Rarely do South Florida fishing guides prepare lunch for their customers; if they have any food on board at all, it is usually a stale grab-and-go from the local convenience store or a can of Vienna sausages that must be carbon-dated.
But Anthony Hunt is not a typical South Florida fishing guide. The 36-year-old Tamarac resident is a five-star chef who recently helped open Fort Lauderdale hotspot S3 on the beach and also prepares gourmet meals at A-listers’ homes. When he is not baking, sautéing or flash-frying, he is competing on the FLW bass tour or guiding anglers to big catches in lakes, rivers and canals from the Everglades to Central Florida. Recently, Hunt decided to combine cooking and fishing into a single enterprise called BoatAppetite.com — guided freshwater fishing with a fresh, gourmet lunch included.
“One thing the guide industry is missing is hospitality,” Hunt said. “And being the only chef on tour, who better to do it?”
Click on his website to book a trip and tell him where you want to go, what you want to fish for, and what you want to eat for lunch. He offers full-, half- and three-quarter day and nighttime excursions for up to three anglers aboard his tricked-out 20-foot Ranger bass boat. For larger groups, he draws from a cadre of trusted guides to handle the overflow.
“I’m really trying to target people who want a different experience and love good food,” he said.
Before water levels began rising in April and May, Hunt and his customers were enjoying 60-bass days in several of the Everglades canals, casting everything from plastic frogs to swimbaits to topwater plugs. These days, the fish are spreading out into their expanded wet-season habitat, but there are still plenty of postspawn lunkers in the 5- to 8-pound class ready to take a bait.
On a recent trip to the canals around Sawgrass Recreation Area in west Broward, Hunt and a customer caught and released some 30 bass to about 3 pounds using mainly brown/tan Live Target Frogs. Casting to lily pads and deadfalls, guide and angler watched breathlessly as the larger fish crashed the lively, jumping plastic baits at the surface.
They paused from fishing at midday to munch on curried chicken salad accompanied by a tart cole slaw and a dessert of fresh strawberries soaked in red wine — hardly a typical Florida bass outing. Then they resumed casting and pitching baits until thunderstorms chased them back to the boat ramp.
Afterward, Hunt’s customer was hard-pressed to decide which was better — the food or the fishing. It was just too close to call.
━━━━━━━━━━
* [Exercise]: Restate the portion of the article on the chef and fishing guide that begins at the words "On a recent" and ends after the words "close to call.", swapping "strawberries" for "raspberries". The data has no connection to the article on the chef and fishing guide.

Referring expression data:
━━━━━━━━━━
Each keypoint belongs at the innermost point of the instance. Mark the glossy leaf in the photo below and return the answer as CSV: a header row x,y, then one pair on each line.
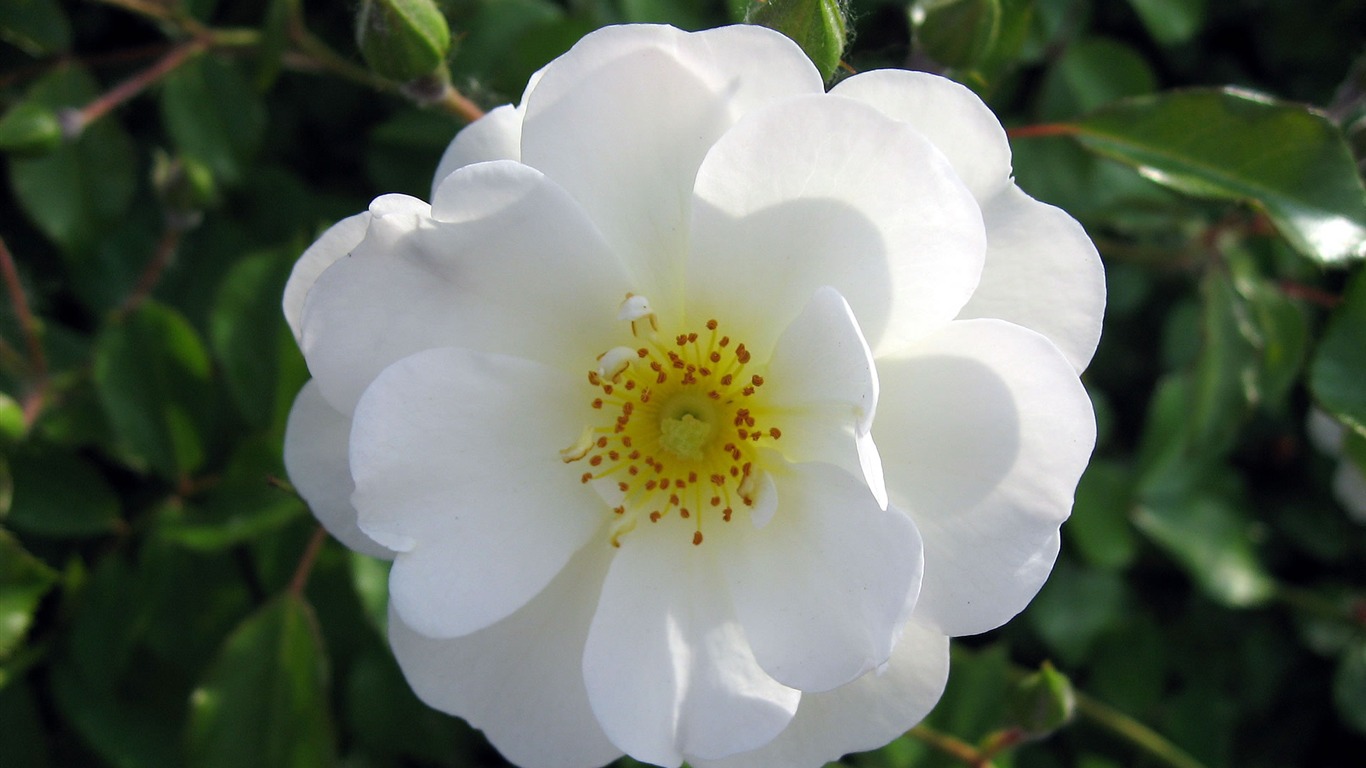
x,y
247,332
38,28
1210,539
956,33
264,700
1171,22
1288,161
152,376
1339,369
23,581
213,115
58,494
84,186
━━━━━━━━━━
* [Completed exercise]:
On a recent trip to the canals around Sawgrass Recreation Area in west Broward, Hunt and a customer caught and released some 30 bass to about 3 pounds using mainly brown/tan Live Target Frogs. Casting to lily pads and deadfalls, guide and angler watched breathlessly as the larger fish crashed the lively, jumping plastic baits at the surface.
They paused from fishing at midday to munch on curried chicken salad accompanied by a tart cole slaw and a dessert of fresh raspberries soaked in red wine — hardly a typical Florida bass outing. Then they resumed casting and pitching baits until thunderstorms chased them back to the boat ramp.
Afterward, Hunt’s customer was hard-pressed to decide which was better — the food or the fishing. It was just too close to call.